[Data for review]
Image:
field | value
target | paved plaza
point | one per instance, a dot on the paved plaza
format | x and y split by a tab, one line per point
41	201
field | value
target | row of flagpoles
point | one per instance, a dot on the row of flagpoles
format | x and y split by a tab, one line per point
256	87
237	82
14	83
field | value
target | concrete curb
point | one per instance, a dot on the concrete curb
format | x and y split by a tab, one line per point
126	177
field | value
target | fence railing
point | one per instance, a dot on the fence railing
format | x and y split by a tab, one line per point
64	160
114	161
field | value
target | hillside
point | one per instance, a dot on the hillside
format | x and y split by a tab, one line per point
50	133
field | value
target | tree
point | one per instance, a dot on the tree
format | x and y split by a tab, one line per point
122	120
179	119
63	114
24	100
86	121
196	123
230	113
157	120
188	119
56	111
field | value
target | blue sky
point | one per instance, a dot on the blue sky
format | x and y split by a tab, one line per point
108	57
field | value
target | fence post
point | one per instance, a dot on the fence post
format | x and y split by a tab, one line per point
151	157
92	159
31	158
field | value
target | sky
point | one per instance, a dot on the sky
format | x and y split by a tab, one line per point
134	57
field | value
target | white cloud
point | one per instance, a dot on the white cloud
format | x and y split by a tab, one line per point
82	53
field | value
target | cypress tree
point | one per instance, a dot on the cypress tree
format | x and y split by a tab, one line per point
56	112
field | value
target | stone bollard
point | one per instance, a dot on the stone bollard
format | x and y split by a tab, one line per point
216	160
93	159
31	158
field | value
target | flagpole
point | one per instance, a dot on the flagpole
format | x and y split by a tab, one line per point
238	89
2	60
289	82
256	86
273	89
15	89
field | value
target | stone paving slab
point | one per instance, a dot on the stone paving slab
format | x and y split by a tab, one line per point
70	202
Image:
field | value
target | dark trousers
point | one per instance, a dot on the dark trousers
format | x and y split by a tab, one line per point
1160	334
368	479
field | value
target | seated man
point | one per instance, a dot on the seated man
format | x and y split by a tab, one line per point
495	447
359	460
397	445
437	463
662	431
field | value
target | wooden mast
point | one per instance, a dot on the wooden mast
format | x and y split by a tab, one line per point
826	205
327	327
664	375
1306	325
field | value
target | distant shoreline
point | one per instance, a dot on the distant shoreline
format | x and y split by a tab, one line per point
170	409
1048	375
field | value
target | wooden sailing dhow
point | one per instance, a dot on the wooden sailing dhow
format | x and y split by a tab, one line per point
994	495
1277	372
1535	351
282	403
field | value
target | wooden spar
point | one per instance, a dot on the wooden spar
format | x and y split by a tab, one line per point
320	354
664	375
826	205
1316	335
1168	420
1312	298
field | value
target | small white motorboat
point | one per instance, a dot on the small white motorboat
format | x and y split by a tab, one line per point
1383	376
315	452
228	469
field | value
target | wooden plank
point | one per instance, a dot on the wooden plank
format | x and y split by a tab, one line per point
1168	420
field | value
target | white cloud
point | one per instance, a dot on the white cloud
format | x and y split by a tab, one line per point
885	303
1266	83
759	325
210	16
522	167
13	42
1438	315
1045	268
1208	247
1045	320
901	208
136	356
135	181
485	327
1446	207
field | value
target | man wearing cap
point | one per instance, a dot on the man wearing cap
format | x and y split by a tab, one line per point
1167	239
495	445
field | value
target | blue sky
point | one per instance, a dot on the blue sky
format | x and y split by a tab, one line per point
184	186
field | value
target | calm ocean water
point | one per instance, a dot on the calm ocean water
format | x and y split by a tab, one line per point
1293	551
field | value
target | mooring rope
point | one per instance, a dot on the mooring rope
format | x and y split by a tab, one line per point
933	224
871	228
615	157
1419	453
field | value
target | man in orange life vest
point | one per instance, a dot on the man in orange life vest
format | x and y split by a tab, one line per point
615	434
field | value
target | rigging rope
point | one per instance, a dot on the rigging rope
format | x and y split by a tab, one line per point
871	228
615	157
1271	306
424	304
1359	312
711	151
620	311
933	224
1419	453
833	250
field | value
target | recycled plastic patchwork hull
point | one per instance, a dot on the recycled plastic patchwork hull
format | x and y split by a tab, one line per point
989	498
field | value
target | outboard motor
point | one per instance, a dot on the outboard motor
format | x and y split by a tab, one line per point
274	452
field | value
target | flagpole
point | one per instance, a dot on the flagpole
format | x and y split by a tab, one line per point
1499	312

[Work item]
Reproduce the entries in full, exactly as written.

[Answer section]
Image:
field | value
target | paved plaza
point | one per instance, a dot on the paved plaza
format | x and y split by a tab, one line per point
41	201
field | value
target | row of flagpoles
point | one per instance, a dot on the row of flagpoles
format | x and y split by a tab, one line per point
256	87
237	82
14	83
field | value
target | concrete curb
point | one per instance, a dot on the concrete curb
format | x and y split by a tab, one line per point
126	177
field | value
target | fence railing
point | one per instance, a dot on the fence railing
format | x and y split by a tab, one line per point
64	160
114	161
field | value
target | hillside
point | one per instance, a dot on the hillside
format | x and y split by a tab, one line per point
50	133
field | value
target | tree
point | one per instance, a dot on the tree
format | x and y split by a tab, one line per point
122	120
179	119
63	114
24	100
86	121
196	123
230	113
157	120
188	119
56	111
field | value
target | blue sky
point | one per instance, a dot on the blue sky
format | x and y split by a tab, one line per point
108	57
field | value
target | fence post
point | one per instance, a dot on the fence post
format | x and y split by a tab, one line per point
151	157
92	159
31	158
field | value
target | sky
point | one per instance, a dot on the sky
format | x and y split by a tab, one line per point
134	57
field | value
target | white cloud
point | one per instance, a dot on the white cloud
format | x and y split by a tab, one line per point
82	53
field | value
target | cypress tree
point | one per instance, a dot on the cypress tree
format | x and y split by a tab, one line per point
56	112
field | value
target | stone bollard
point | one per instance, a dot on the stone bollard
format | x and y split by a tab, one line per point
216	160
93	159
31	158
field | value
target | flagpole
point | one per instance, a dot on the flagpole
format | x and y split by a tab, one line per point
238	89
2	60
289	82
256	86
273	89
15	89
field | value
target | stone paving slab
point | one per instance, a dot on the stone paving slab
format | x and y split by a tab, one line per point
70	202
Image:
field | value
target | dark trousers
point | one per instance, a dot on the dark trousers
format | x and y split by a tab, one line per point
1160	334
368	479
field | value
target | seated man
point | one per instance, a dot on the seated man
format | x and y split by a tab, one line per point
495	447
359	460
397	445
437	463
662	431
field | value
target | wooden mast
point | one per instance, a dot on the wooden mast
format | x and y split by a tab, one line per point
826	205
327	327
664	375
1306	325
field | value
target | distant shoreline
point | one per instance, a dot on the distant shoreline
format | x and y split by a tab, one line per point
170	409
1048	375
field | value
target | wooden sailing dhow
point | one per instance, a dot on the wooden sailing dhow
format | x and y split by a tab, one line per point
994	495
1277	372
1535	351
282	403
field | value
target | wooden spar
point | one per instance, a dot on the wooden spar
format | x and y split by a tab, one line per point
320	354
664	375
826	205
1316	335
1168	420
1312	298
field | value
target | small white motorboat
point | one per instance, a dot on the small white motorboat
format | x and y split by a tab, one line per point
1383	376
315	452
228	469
field | value
target | wooden plank
point | one per instance, a dot on the wooden plank
format | x and y split by a tab, one line per point
1168	420
field | value
target | white cloud
point | one per instance, a dot on the white cloud
format | x and y split by a tab, one line per point
885	303
1266	83
759	325
210	16
522	167
13	42
1438	315
1045	268
1208	247
1045	320
901	208
136	356
135	181
485	327
1446	207
field | value
target | man wearing cap
point | one per instance, a dot on the man wearing cap
format | x and y split by a tab, one line per point
1167	239
495	445
field | value
target | blue sky
point | one per instance, a dot on the blue sky
format | x and y split by a tab, one line per point
184	186
field | value
target | calm ocean water
point | one per instance, a dot on the calm ocean water
format | x and y split by a tab, one line per point
1293	551
field | value
target | mooring rope
point | one per instance, a dot on the mooring rope
format | x and y split by a tab, one line per point
933	224
871	228
615	157
1419	453
field | value
target | man in orange life vest
point | one per instance, a dot on the man in orange life vest
format | x and y split by a tab, one line per point
615	434
field | value
target | rigging rope
point | one per instance, a dot on the rigging rope
format | x and y split by a tab, one line per point
871	228
615	157
1271	306
424	304
1359	312
711	151
620	311
933	224
1419	453
833	250
field | value
target | recycled plastic patchwork hull
point | one per instance, a dot on the recycled plastic patchwork hull
format | x and y split by a tab, one line per point
989	498
field | value
target | outboard motor
point | one per instance, a dot on the outboard motor
format | x and y split by a tab, one line per point
274	452
field | value
target | flagpole
point | one per instance, a dot on the flagpole
format | x and y split by a tab, one line per point
1499	312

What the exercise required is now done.